* Extrait du texte *
En 1971, la « seule Chine » devient la RPC, reconnue comme partenaire par les puissances impérialistes du Conseil de Sécurité. Mais par la suite, les luttes populaires et démocratiques à Taïwan ont mis fin à la dictature du Guomindang. En 1992, des associations ad hoc créées par les grandes familles commerçantes échangeant de part et d’autre du détroit, sous l’égide du PCC d’un côté, du Guomindang de l’autre, ont proclamé qu’il n’y a qu’ « une seule Chine » dont font partie la RPC et Taïwan. En 2005, le chef du Guomindang Lien Chan et le chef du PCC Hu Jintao, se sont rencontrés officiellement à Nanjing pour proclamer ouvertement leur ligne commune sur « la seule Chine », la leur, dirigée aussi bien contre les ouvriers grévistes et la jeunesse de Tian An Men réprimés en RPC que contre la majorité des taïwanais.

Car à Taïwan, ce « consensus » est rejeté par une majorité de la population qui a chassé à nouveau le Guomindang par la voie des urnes : les descendants des « aborigènes » austronésiens, les couches les plus pauvres du prolétariat souvent de langue hakka, la jeunesse qui craint la dictature du PCC et ne veut pas d’un retour à celle du Guomindang, et les couches capitalistes non orientées vers les échanges avec la RPC mais plutôt vers la production mondialisée électronique et informatique, forment cette majorité socialement hétérogène.

Sans toujours se sentir « non chinoise », cette majorité ne veut pas d’ « une seule Chine » dont le seul sens aujourd’hui, si le régime de Beijing ne tombe pas, est l’annexion et à nouveau l’écrasement de toutes les libertés démocratiques – comme en 1949, comme à Hong-Kong aujourd’hui !

* Entrées fournies *
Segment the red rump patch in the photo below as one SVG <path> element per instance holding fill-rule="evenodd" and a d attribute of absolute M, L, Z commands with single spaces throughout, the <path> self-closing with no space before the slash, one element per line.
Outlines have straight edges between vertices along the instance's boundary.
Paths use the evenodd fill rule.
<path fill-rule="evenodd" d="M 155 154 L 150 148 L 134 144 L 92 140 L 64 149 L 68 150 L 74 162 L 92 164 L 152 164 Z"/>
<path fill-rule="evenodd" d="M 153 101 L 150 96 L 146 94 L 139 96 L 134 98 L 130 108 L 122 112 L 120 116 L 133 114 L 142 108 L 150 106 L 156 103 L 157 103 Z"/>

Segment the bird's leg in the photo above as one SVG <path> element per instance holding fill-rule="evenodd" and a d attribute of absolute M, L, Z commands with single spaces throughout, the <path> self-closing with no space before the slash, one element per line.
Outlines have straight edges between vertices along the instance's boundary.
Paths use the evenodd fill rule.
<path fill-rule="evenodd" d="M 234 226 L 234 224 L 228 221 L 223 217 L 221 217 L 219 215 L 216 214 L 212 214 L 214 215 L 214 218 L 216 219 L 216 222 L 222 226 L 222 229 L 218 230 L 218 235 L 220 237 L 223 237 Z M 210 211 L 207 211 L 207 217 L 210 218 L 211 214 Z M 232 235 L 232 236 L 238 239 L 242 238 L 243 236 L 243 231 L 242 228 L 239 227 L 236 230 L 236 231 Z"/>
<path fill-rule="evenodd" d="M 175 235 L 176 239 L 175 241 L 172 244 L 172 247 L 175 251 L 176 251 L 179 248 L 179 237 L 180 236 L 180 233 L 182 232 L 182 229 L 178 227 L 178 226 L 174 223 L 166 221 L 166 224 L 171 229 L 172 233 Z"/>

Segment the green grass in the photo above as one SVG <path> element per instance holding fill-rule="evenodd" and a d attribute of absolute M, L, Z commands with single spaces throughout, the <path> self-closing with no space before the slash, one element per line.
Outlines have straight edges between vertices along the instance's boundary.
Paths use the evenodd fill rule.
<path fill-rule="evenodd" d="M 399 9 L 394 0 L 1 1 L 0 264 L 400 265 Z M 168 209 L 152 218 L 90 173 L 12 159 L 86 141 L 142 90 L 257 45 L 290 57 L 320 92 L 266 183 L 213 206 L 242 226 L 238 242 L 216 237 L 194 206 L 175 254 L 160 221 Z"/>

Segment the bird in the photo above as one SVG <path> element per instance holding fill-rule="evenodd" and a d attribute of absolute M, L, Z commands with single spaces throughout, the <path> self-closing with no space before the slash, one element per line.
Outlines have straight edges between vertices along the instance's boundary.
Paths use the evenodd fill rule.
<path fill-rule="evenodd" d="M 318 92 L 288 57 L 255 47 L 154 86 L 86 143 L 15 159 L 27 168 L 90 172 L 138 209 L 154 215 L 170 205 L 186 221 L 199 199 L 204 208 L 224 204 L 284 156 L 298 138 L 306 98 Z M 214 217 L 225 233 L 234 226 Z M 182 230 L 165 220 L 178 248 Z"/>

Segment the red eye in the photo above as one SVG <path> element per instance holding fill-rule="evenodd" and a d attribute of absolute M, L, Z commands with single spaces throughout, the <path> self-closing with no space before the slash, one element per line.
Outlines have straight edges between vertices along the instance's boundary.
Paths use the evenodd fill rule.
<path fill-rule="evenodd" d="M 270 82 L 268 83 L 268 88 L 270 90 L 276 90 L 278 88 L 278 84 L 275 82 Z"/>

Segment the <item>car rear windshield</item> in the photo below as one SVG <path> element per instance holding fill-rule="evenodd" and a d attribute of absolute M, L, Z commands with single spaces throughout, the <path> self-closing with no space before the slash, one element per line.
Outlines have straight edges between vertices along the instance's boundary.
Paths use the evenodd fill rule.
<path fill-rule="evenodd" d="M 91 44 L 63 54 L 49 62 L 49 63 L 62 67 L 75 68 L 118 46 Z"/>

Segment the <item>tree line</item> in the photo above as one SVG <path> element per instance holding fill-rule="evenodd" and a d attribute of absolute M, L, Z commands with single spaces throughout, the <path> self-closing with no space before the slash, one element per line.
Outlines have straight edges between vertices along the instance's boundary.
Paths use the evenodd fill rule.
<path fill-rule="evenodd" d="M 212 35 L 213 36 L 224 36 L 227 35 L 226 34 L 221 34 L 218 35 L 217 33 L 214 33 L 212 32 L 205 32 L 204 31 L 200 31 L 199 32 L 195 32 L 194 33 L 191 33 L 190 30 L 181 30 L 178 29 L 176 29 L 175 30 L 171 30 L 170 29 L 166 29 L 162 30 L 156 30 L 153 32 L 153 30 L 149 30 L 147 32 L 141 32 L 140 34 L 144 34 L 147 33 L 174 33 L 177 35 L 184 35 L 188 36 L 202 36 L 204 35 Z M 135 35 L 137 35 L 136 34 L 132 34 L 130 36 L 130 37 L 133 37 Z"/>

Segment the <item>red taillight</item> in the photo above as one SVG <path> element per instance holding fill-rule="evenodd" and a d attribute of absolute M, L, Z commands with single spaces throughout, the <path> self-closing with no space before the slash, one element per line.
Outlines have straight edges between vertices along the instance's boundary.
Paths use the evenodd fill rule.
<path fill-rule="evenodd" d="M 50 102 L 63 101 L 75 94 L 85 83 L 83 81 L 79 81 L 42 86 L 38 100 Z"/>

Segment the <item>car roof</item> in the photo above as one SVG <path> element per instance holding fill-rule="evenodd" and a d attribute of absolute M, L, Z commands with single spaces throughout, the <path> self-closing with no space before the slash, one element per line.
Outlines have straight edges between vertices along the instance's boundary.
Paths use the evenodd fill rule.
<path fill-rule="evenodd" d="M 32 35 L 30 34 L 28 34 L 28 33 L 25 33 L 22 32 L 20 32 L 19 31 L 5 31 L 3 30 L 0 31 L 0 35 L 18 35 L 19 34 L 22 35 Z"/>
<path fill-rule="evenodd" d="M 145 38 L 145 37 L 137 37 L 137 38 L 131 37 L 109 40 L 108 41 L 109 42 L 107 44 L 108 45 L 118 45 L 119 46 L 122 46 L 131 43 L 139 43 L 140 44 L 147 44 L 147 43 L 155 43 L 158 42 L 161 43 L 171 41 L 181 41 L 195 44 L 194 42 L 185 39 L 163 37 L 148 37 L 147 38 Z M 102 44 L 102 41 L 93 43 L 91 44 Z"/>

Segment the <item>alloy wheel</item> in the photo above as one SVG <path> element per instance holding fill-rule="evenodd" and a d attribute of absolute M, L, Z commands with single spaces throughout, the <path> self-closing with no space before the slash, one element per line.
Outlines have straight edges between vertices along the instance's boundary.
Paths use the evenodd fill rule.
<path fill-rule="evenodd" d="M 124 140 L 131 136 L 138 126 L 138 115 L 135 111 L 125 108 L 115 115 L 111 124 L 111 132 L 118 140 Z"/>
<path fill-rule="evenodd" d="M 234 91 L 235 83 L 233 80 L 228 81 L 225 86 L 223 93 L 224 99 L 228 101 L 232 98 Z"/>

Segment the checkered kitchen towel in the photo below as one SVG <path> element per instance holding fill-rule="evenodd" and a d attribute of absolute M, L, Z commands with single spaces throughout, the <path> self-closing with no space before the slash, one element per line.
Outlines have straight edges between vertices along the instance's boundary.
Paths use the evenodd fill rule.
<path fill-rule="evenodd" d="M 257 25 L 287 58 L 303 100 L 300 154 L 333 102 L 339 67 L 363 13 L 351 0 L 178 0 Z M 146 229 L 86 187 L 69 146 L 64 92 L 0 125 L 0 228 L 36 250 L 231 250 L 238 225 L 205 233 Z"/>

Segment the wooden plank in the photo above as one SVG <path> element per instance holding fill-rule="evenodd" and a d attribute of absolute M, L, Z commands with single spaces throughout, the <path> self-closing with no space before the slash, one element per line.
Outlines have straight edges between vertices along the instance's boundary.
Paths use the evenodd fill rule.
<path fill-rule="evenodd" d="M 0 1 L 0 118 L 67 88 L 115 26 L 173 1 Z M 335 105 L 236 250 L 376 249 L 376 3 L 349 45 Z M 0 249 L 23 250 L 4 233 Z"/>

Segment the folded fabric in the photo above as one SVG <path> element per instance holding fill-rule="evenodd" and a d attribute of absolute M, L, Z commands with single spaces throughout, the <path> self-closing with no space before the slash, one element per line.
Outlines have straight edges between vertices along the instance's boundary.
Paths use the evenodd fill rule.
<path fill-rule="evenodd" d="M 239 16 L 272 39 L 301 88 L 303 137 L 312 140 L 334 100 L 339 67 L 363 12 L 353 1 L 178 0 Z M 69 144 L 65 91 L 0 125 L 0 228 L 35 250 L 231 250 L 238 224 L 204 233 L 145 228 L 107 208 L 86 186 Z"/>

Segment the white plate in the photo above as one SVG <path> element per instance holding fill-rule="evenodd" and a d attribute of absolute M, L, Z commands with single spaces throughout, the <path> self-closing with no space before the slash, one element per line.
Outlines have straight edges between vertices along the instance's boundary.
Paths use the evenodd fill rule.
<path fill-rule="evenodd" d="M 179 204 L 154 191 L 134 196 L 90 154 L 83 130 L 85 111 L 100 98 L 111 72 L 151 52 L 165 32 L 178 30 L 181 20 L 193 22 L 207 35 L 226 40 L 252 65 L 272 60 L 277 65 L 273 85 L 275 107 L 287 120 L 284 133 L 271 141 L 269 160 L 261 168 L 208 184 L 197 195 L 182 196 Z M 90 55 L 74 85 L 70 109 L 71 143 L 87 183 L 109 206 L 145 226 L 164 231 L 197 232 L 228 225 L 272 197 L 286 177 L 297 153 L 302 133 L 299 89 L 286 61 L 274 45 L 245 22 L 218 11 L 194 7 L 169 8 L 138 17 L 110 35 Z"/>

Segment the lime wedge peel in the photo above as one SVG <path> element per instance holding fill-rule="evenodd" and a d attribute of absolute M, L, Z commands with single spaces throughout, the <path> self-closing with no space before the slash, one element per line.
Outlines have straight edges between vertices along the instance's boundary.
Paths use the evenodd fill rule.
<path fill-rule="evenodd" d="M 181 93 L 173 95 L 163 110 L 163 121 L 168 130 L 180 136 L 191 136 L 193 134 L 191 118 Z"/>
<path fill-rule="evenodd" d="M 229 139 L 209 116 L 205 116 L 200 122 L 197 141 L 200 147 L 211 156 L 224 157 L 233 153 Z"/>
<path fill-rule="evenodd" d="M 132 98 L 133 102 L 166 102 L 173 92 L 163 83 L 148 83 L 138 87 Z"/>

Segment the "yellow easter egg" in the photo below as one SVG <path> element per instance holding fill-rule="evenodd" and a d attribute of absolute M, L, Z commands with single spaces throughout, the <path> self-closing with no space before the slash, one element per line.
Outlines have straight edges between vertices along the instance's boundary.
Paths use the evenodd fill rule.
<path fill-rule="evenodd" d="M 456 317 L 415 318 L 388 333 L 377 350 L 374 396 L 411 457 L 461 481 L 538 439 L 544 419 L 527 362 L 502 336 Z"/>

* Consignes de l'exercice *
1. Présentez sous forme de liste le paragraphe de l'extrait qui commence par « Car à Taïwan », en conservant ses faits principaux.
2. Mettez à jour l'extrait en reproduisant tout ce qui va de « Car à Taïwan, ce » jusqu'à « Hong-Kong aujourd’hui ! », et remplacez « Guomindang » par « Kuomintang ».

* Corrigé de l'exercice *
1.
- À Taïwan, une majorité de la population rejette ce « consensus » et a de nouveau chassé le Guomindang par la voie des urnes.
- Cette majorité socialement hétérogène se compose :
  - des descendants des « aborigènes » austronésiens ;
  - des couches les plus pauvres du prolétariat, souvent de langue hakka ;
  - de la jeunesse, qui craint la dictature du PCC et refuse un retour à celle du Guomindang ;
  - des couches capitalistes tournées non vers les échanges avec la RPC, mais plutôt vers la production mondialisée électronique et informatique.

2.
Car à Taïwan, ce « consensus » est rejeté par une majorité de la population qui a chassé à nouveau le Kuomintang par la voie des urnes : les descendants des « aborigènes » austronésiens, les couches les plus pauvres du prolétariat souvent de langue hakka, la jeunesse qui craint la dictature du PCC et ne veut pas d’un retour à celle du Kuomintang, et les couches capitalistes non orientées vers les échanges avec la RPC mais plutôt vers la production mondialisée électronique et informatique, forment cette majorité socialement hétérogène.

Sans toujours se sentir « non chinoise », cette majorité ne veut pas d’ « une seule Chine » dont le seul sens aujourd’hui, si le régime de Beijing ne tombe pas, est l’annexion et à nouveau l’écrasement de toutes les libertés démocratiques – comme en 1949, comme à Hong-Kong aujourd’hui !